* _Material supplied_
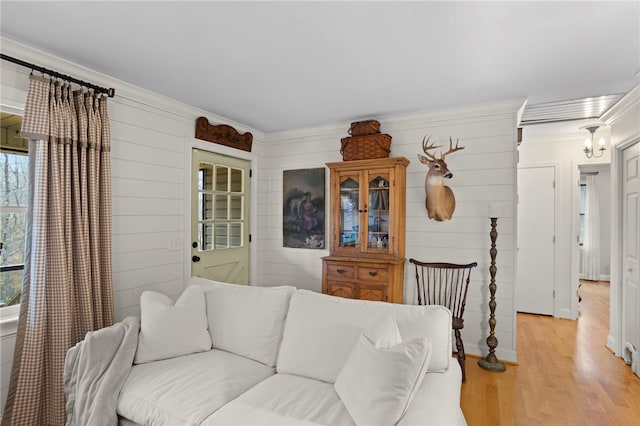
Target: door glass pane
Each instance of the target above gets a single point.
(236, 180)
(222, 235)
(378, 213)
(236, 207)
(222, 210)
(205, 177)
(349, 215)
(236, 235)
(222, 178)
(205, 206)
(205, 236)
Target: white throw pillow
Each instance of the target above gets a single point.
(321, 332)
(168, 330)
(246, 320)
(377, 384)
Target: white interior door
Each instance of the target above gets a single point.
(220, 217)
(535, 286)
(631, 248)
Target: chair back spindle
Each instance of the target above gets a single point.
(445, 284)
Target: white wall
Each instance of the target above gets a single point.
(561, 145)
(151, 139)
(484, 174)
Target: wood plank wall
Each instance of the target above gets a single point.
(483, 175)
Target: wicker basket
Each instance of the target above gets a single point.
(361, 128)
(365, 147)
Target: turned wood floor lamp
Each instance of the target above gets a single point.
(491, 362)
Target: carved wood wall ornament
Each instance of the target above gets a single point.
(223, 134)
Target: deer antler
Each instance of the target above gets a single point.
(426, 147)
(451, 148)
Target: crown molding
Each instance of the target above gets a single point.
(621, 107)
(416, 120)
(123, 89)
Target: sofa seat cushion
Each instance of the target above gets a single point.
(285, 400)
(437, 401)
(187, 389)
(321, 331)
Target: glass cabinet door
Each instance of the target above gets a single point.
(349, 212)
(378, 212)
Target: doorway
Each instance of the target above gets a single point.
(535, 290)
(631, 256)
(220, 194)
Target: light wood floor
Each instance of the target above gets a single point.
(565, 374)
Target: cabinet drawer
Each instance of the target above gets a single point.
(340, 270)
(370, 292)
(373, 274)
(340, 289)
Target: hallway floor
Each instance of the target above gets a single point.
(565, 374)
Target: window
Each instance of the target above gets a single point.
(14, 188)
(220, 207)
(583, 211)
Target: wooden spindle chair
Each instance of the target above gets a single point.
(446, 284)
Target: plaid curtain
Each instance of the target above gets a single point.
(67, 288)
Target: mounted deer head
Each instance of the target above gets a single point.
(439, 200)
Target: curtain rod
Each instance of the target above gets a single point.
(110, 91)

* _Action item_
Reproduce all entries without any change, and omit the pictures.

* _Answer for the task_
Target: door glass pane
Each instance of the target above gets a single point.
(236, 180)
(222, 235)
(378, 213)
(236, 207)
(222, 210)
(205, 177)
(349, 215)
(236, 235)
(222, 178)
(205, 206)
(205, 236)
Target: white throw pillow
Each instance of the target above gets a single point.
(321, 332)
(168, 330)
(246, 320)
(377, 384)
Target: white interior door
Each instance of the target above gets a single point.
(220, 217)
(535, 286)
(631, 248)
Target: chair back spindle
Each instance of the target above gets a single point.
(445, 284)
Target: white wall
Each instance of the target above gets a single point.
(561, 145)
(151, 139)
(484, 174)
Target: wood plank wall
Each instance of the target above gets a single point.
(483, 175)
Target: wicker basket
Each instance of the target above gets a single point.
(361, 128)
(365, 147)
Target: turned wood floor lamp
Each instance of the target above gets a single point.
(491, 362)
Target: carved wood wall ornament
Each instance of the target above gets a single point.
(223, 134)
Target: deer antler
Each instance of the target above gets a single point.
(426, 147)
(451, 148)
Target: crown molding
Each instance of the target above gets a single point.
(621, 107)
(416, 120)
(123, 89)
Target: sofa seat cushion
Each instance of the target above gets a single point.
(285, 400)
(437, 401)
(187, 389)
(321, 331)
Target: glass cabinet door
Each instance of the target above gets a single point.
(349, 212)
(378, 212)
Target: doorway
Each instance of the target above gets a single point.
(535, 290)
(631, 256)
(220, 194)
Target: light wood floor
Each instance of the target above gets a single point.
(565, 374)
Target: cabinet drawer
Each instance of the target above gets a single point.
(340, 270)
(370, 292)
(373, 274)
(340, 289)
Target: hallway floor
Each instance of the target above gets a single point.
(565, 374)
Target: window
Each instance of the target above gets a single point.
(14, 188)
(220, 207)
(583, 211)
Target: wooden spindle chair
Each instance of the target above gets a single point.
(446, 284)
Target: plaid curtain
Each instance of the target above gets a single point.
(67, 288)
Target: mounted deer head
Each instance of the target above gets a single point.
(439, 200)
Target: curtain rod
Each instance of the target above gets a single point.
(110, 91)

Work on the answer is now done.